▶ TASK OBJECTIVE:
Please say which group sent a submission on today's topic, according to the committee transcript below.

I welcome the opportunity to discuss the matter further and we’d be happy to take your questions.


            THE CHAIR: Any remarks, Mr. MacMullin?


            SANDY MACMULLIN: No, I’m fine, thank you.


            THE CHAIR: Although the committee does not receive submissions from outside groups who are not invited witnesses, we have received a submission from NOFRAC regarding today’s topic. This topic is considered tabled for members information only.


            We will begin questions with the PC caucus. Mr. Dunn.


            HON. PAT DUNN: Thank you, Madam Chair. Thank you for being here today to answer some questions. Again, it’s a topic of great interest mainly because we’d just like to know what the research is saying today. We’d like to know of any accurate information that may be out there.


            We certainly realize that there’ll be no drilling tomorrow or five years’ time or maybe never, but I think it’s an obligation that we have in representing many of our constituents that we get educated, that we know what’s going on out there in this particular industry, especially when you’re dealing with potentially a $60 billion industry.


            Basically, that’s where we’re coming at: just trying to see what research is saying now compared to what it was saying a few years ago. We know they’ve been drilling for the past 60 years across the world and so on.


            Studies conducted by the Environmental Protection Agency and the Groundwater Protection Council, whose job is to promote the protection and conservation of groundwater, found that there have been no confirmed incidents of groundwater contamination from this particular process.


            Keeping that in mind, both sides of this issue have developed, in my opinion, the art of effective or persuasive speaking or writing, especially the use of figures of speech. What is your opinion of so much dialogue that appears to be sometimes lacking meaningful content? There are so many articles out there. There’s so much information and research that if you were putting it on the scale, you get to the point: Who do I believe? What is the actual truth?


            SIMON D’ENTREMONT: Those are all great questions in that community conversation and community dialogue around this issue is extremely important. People have difficulty sometimes in finding sources of information and what they should read and what they should try to understand in terms of this issue.

▶ GIVEN INFORMATION:
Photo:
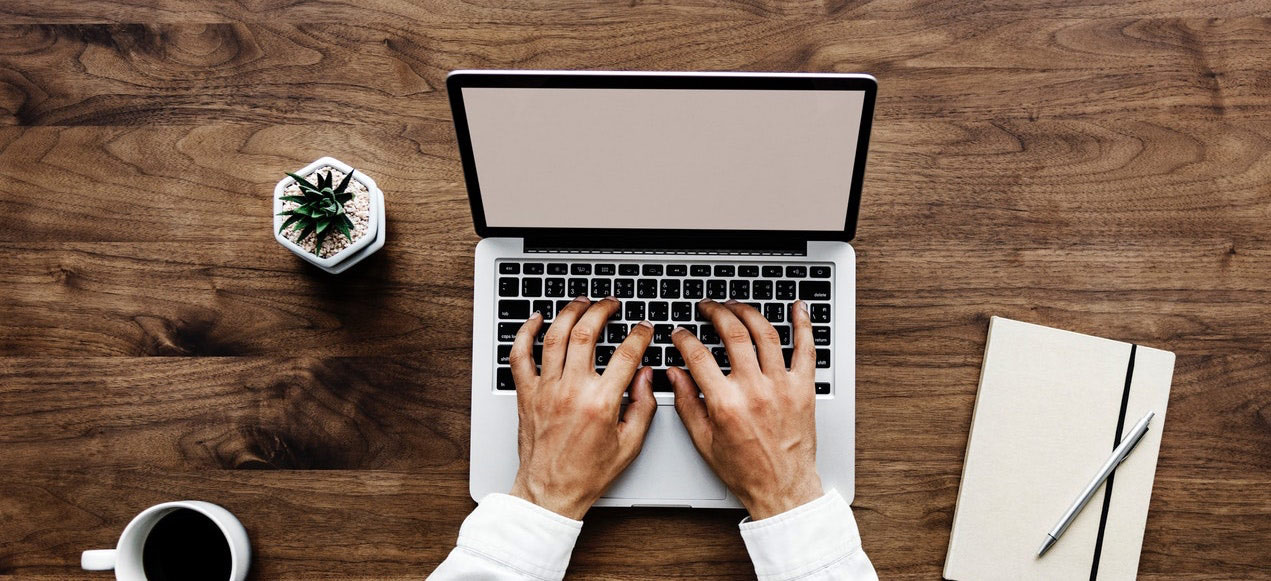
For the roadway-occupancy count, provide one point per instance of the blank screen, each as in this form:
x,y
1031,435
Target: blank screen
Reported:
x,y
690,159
* * *
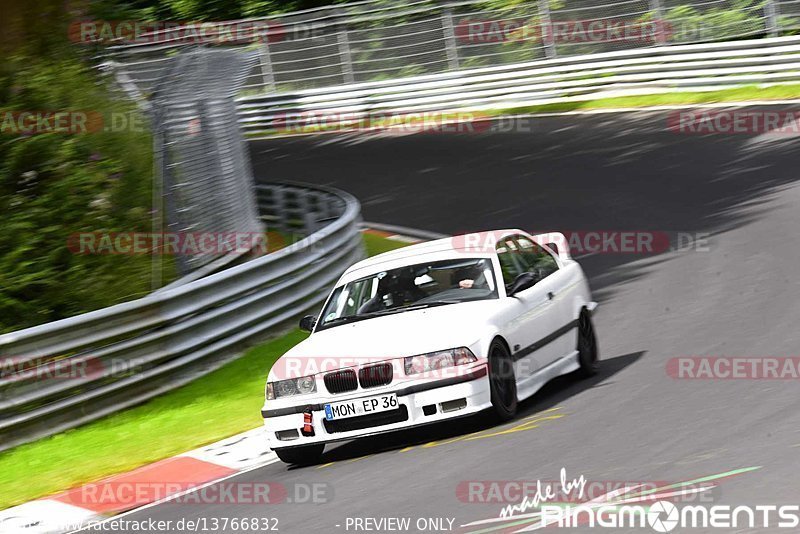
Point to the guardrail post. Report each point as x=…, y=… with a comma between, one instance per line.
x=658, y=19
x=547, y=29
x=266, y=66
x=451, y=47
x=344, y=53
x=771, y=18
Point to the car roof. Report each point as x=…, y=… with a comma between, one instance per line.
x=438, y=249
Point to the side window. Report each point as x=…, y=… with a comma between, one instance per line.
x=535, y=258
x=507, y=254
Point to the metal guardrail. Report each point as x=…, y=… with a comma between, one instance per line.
--
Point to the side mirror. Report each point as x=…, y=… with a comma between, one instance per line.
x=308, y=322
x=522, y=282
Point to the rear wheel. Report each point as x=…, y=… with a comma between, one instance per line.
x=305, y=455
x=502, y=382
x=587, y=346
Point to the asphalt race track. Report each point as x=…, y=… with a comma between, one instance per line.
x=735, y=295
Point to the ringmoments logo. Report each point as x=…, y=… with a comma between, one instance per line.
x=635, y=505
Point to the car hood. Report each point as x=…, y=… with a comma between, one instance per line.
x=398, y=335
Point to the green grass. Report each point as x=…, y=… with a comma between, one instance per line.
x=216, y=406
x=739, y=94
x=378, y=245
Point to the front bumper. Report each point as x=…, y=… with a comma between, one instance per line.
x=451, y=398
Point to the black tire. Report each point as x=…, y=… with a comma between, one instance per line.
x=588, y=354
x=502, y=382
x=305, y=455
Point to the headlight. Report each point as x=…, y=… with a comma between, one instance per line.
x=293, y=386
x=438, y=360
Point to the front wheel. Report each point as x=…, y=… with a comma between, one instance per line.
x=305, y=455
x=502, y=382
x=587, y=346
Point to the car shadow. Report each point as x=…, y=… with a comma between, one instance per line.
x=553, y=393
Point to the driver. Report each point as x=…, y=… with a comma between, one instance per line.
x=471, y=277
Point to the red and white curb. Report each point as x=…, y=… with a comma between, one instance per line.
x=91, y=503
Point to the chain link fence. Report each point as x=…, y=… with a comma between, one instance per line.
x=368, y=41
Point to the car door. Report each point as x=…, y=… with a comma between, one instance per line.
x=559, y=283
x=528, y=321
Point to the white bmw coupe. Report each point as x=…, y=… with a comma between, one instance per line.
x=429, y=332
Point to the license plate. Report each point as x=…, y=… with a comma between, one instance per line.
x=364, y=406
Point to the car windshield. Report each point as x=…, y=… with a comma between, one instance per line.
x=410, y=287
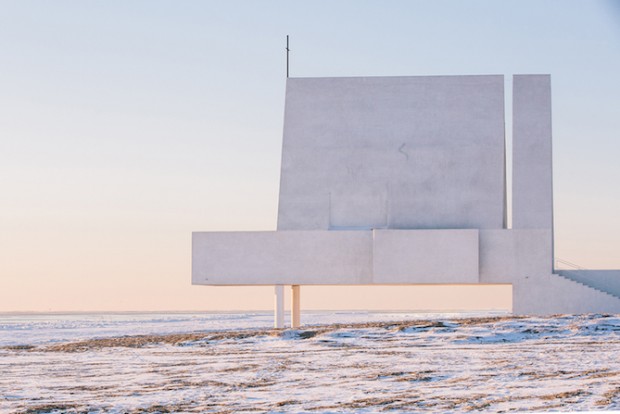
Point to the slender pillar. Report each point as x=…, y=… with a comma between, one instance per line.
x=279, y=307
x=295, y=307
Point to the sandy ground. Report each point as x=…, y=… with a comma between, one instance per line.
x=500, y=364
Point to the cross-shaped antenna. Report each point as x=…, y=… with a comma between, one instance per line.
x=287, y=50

▶ TASK OUTPUT:
NOFRAC